AIM OF THE EXERCISE:
In every item below, swap "the service" for "the API" and reproduce the lines with no other change. Omit the pictures from your output.
····················
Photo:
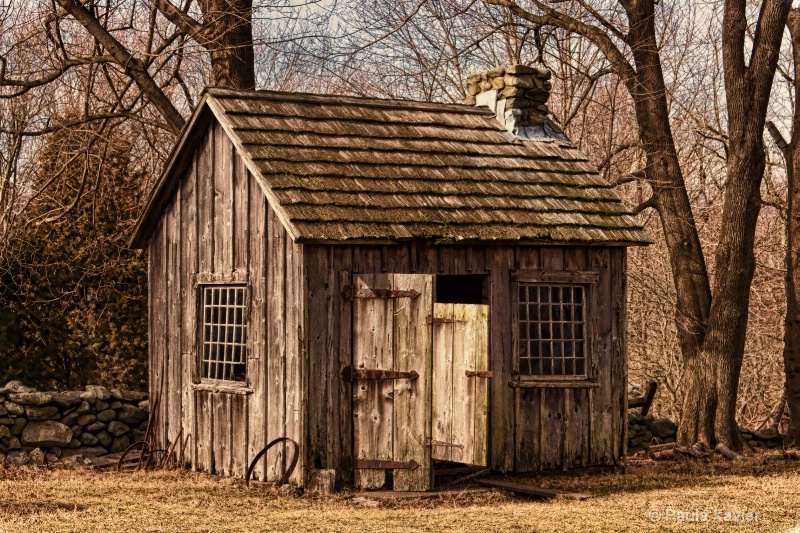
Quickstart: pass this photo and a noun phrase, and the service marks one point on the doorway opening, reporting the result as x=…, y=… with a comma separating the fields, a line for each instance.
x=462, y=289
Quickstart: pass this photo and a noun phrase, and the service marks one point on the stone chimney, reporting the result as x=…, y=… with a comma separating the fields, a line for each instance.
x=518, y=96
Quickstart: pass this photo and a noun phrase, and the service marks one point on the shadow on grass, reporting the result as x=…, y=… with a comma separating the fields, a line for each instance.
x=663, y=475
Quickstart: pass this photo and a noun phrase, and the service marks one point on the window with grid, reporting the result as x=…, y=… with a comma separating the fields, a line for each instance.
x=224, y=333
x=552, y=330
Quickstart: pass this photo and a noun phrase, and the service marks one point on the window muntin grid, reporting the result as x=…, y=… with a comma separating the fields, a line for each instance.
x=224, y=333
x=552, y=330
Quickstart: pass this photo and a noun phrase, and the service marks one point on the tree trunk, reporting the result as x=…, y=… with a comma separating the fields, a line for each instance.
x=687, y=262
x=791, y=155
x=229, y=41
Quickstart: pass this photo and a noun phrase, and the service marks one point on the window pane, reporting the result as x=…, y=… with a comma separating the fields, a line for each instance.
x=551, y=327
x=224, y=333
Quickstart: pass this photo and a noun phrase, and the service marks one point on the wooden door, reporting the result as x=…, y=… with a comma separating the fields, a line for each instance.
x=391, y=407
x=461, y=383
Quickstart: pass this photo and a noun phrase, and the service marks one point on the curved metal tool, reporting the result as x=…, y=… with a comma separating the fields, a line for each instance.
x=260, y=454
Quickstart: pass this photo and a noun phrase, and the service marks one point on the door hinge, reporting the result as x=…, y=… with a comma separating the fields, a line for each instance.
x=351, y=374
x=351, y=293
x=479, y=373
x=431, y=442
x=439, y=320
x=349, y=464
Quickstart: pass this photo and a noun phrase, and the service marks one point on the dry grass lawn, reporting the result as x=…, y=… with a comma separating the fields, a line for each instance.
x=77, y=500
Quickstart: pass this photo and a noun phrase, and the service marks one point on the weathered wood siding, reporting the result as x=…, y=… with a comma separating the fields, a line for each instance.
x=218, y=227
x=530, y=428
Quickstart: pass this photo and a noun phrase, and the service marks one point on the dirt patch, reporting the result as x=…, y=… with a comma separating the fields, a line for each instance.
x=669, y=496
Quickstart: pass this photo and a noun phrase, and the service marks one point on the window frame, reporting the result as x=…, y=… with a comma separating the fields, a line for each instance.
x=585, y=279
x=199, y=374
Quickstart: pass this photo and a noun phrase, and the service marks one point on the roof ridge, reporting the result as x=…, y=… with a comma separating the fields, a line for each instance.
x=341, y=99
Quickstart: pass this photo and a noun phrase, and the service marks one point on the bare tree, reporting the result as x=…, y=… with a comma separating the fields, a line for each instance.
x=791, y=155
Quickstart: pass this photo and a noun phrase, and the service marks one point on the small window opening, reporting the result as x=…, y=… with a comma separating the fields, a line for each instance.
x=552, y=330
x=225, y=333
x=466, y=289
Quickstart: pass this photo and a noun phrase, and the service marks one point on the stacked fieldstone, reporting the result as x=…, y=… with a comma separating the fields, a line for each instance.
x=47, y=426
x=646, y=431
x=520, y=88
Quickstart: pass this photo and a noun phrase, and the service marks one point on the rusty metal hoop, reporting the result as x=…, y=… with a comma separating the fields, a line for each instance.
x=260, y=454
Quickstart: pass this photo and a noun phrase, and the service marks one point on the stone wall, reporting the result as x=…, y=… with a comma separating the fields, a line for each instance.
x=48, y=426
x=646, y=431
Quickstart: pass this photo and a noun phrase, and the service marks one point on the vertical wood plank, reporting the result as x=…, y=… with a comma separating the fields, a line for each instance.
····················
ANSWER:
Photo:
Quickstart: pass this photo and a noun phrase, and the API marks one point on the doorway opening, reporting the result as x=…, y=… with a comma separating the fields, a line for each instance.
x=462, y=289
Quickstart: pass this photo and a noun phrase, and the API marks one point on the stone chimney, reporting the result as x=…, y=… with a comma separating the fields, a line for each instance.
x=518, y=96
Quickstart: pass this photo and a noun phrase, and the API marks one point on the shadow on grass, reporting the result as x=…, y=… with a comma separating the fields, a line for each instance.
x=663, y=475
Quickstart: pass this photo and a noun phrase, and the API marks one point on the window with grid, reporting the result as x=…, y=… with a comma separating the fields, a line for each instance.
x=224, y=333
x=552, y=330
Quickstart: pass this photo and a noun phrase, and the API marks one point on the window muntin grid, reporting the result as x=…, y=… with a comma separating the fields, a line for each instance.
x=224, y=333
x=552, y=330
Quickstart: pass this photo and a noun phrase, and the API marks one point on the tree trunk, reporting the result as x=…, y=… with a comma separating the fields, a line for each instance.
x=687, y=262
x=791, y=155
x=229, y=41
Quickstart: pass this photo and a noun phrase, and the API marks one point on the window pane, reporting the result as x=…, y=… with a comma separating the fields, a line for each instance.
x=551, y=327
x=224, y=333
Quickstart: pass this photo and a noun phrase, and the API marks one point on the wooden door, reporting the result as x=…, y=… with a comma separating the fields, a line for each instance.
x=391, y=407
x=461, y=383
Quickstart: pass this photo and a noun phrase, and the API marks one point on the curved metal tool, reporting the result as x=…, y=… with a comma separating the fields, a line for each instance.
x=260, y=454
Quickstart: pass this photo and a noun phrase, and the API marks one point on the door hinge, reporting the result as x=…, y=… with a comma separating the fields, a line for each instance.
x=351, y=374
x=351, y=293
x=479, y=373
x=431, y=442
x=439, y=320
x=349, y=464
Quickstart: pass this photo and a noun phrase, and the API marks one point on the dry grass lawn, reporting the result as x=…, y=… with a comma separating the fields, a line for each instance.
x=77, y=500
Quickstart: pass this photo and a noun phrase, and the API marks one point on the weathered wood siding, reporting the result as x=…, y=… with a comma separating the fields, a line for each instance.
x=218, y=227
x=530, y=428
Quickstart: pass this photo and a noun phrase, and the API marks one point on the dirt patch, reporting the result as x=…, y=… with a comma separating the fields, a line for each instance.
x=669, y=496
Quickstart: pass this photo and a noun phrase, and the API marks one point on the window frame, reporting the result as x=…, y=… with a comma separating the fields, a line for each instance.
x=585, y=279
x=199, y=374
Quickstart: pass this photo and a noun phrase, and the API marks one point on the roof ridge, reporting the result as x=…, y=… with a comma separating the fields, a line for each instance.
x=341, y=99
Quickstart: pass this photo and a noun phrase, and the API marks one point on the bare tree, reporting the result as x=…, y=… with a comma separating the fields, a line for each instance.
x=791, y=155
Quickstart: pass this photo and a noun phrase, and the API marks one point on the small window opening, reporting the result as x=…, y=… with a comma separating the fields, a line for each instance.
x=552, y=330
x=225, y=333
x=466, y=289
Quickstart: pass this photo and a noun phrase, and the API marks one point on the stacked fieldstone, reporting the result as x=…, y=… with a comma separating the fields, a line for each instance.
x=47, y=426
x=646, y=431
x=520, y=88
Quickstart: pass this photo and a noun phrase, and the API marks one point on the rusty metal hoop, reporting the result as x=…, y=… with a comma separating the fields, a line for each instance.
x=260, y=454
Quickstart: pass this photo and a noun phrase, and the API marks one point on the stone wall, reporting the result as x=…, y=… with a comma separating the fields, a line for each instance.
x=48, y=426
x=646, y=431
Quickstart: pass this photo and a noun phrase, and the API marks one point on the vertical wood plank, reporting the result as x=…, y=… with a comma separating the fields, a line for each instance.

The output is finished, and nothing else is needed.